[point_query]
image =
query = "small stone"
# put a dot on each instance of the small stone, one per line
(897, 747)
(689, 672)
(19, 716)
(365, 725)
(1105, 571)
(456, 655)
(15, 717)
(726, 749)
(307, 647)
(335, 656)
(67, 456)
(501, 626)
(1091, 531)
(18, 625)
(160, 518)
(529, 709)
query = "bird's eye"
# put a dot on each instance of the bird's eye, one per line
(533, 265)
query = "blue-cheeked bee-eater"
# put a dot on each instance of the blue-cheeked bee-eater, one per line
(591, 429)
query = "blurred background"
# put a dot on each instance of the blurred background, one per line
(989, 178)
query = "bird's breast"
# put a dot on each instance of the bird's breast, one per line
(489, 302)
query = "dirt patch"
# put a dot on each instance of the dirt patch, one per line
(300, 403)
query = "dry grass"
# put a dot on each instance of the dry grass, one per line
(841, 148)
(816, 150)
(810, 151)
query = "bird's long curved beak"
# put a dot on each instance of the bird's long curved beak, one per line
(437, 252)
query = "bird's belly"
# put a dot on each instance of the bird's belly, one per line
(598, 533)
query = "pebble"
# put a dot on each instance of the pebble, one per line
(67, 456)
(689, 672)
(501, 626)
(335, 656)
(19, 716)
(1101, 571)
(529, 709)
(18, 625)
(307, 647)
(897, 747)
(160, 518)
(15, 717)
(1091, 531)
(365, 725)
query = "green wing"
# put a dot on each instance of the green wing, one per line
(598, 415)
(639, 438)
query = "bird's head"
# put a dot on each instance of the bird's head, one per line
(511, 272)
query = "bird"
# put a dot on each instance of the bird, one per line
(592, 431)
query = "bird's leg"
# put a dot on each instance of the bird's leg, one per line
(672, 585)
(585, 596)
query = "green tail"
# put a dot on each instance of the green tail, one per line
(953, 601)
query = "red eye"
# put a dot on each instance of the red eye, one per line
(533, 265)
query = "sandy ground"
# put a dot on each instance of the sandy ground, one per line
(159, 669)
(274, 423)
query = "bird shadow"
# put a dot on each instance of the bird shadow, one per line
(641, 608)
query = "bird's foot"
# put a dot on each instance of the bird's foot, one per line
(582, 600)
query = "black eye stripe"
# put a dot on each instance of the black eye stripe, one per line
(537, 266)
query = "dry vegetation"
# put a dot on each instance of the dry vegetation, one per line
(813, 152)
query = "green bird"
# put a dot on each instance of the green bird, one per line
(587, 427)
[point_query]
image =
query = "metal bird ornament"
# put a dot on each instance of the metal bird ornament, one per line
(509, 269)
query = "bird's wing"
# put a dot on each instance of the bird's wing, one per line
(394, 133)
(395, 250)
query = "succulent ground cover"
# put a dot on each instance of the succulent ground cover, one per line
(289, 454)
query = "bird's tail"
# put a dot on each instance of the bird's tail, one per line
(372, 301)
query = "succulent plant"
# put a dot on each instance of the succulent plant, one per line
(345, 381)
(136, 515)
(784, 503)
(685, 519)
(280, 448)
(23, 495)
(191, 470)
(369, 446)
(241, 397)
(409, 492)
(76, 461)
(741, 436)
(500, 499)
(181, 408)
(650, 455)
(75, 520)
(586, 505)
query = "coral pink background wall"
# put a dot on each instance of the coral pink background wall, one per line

● ● ● ● ● ● ●

> **Requirement**: The only acceptable answer is a number: how many lines in the data above hold the word "wall".

> **Task solution**: 2